#### Actions to take
a – Please answer these questions about the Lexus TX review:
(i) What starting price do the listed extras bring the Lexus TX to?
(ii) How much horsepower does the base engine have?
(iii) Which upgrade does the writer call ideal?
b – Carry on the Lexus TX review from the point where it stops.

#### Extract to read
------------

A Nicely Edited Mix, From Luxe to Over the Top

It’s easy to go over the top with Lexus: leather seating, microsuede details, F Sport trim, and the plug-in hybrid option all take the starting price of the Lexus TX to $72,650. But for most families, the configuration that we test-drove is exactly what I’d recommend (though I’d add all-wheel drive).

The base 275 HP engine was ample even when we were fully loaded; the leatherette gave me guilt-free power to say yes, even to messy situations; the panoramic sunroof made even 3rd-row passengers feel more comfortable on the road; the spacious seating was easy to access and comfortable for short rides and longer ones.

The tech package in the Lexus TX was an ideal upgrade. Frankly, I might have said before this test drive to skip the fancy tech, but now, I’d recommend it; once you learn to use it, it solves many issues and delivers many lovely conveniences.

------------

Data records
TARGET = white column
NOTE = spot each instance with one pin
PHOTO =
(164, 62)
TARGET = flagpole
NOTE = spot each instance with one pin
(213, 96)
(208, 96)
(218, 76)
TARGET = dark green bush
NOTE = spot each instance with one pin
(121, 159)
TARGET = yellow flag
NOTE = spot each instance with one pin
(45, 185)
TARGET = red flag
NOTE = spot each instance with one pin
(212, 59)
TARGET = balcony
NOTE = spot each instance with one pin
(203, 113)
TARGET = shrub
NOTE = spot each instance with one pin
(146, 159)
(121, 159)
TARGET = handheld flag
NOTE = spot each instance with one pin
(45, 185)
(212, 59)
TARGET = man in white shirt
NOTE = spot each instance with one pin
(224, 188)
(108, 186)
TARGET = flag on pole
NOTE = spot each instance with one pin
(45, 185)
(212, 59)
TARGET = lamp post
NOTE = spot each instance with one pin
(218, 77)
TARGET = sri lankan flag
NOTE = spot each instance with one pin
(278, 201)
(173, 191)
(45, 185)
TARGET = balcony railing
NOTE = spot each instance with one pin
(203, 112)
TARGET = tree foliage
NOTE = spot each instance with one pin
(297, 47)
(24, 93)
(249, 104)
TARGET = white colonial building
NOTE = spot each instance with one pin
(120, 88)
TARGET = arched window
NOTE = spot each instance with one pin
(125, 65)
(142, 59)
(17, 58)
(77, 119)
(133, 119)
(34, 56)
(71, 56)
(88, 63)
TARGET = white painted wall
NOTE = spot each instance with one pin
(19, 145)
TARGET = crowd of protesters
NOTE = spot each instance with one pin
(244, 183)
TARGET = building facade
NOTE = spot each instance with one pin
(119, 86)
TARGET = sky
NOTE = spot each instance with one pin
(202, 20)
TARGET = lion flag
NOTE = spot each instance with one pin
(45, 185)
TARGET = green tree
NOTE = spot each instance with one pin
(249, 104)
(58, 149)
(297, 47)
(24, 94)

------------

#### The responses
a –
(i) $72,650
(ii) 275 HP
(iii) The tech package

b –
I also really liked the price for all this model delivered. At $67,000, it has all the luxuries you expect and, in comparison, is only marginally more expensive than some of its less luxe, less well-equipped competitors. It’s a nice mix of features.

The only thing I’d change is the colors. While I love red and black as a rule, I like a lighter color interior, and I wasn’t crazy about the orange undertones of this red color. But that’s a personal preference, and luckily, Lexus offers a variety of interior and exterior color choices for the 350 model.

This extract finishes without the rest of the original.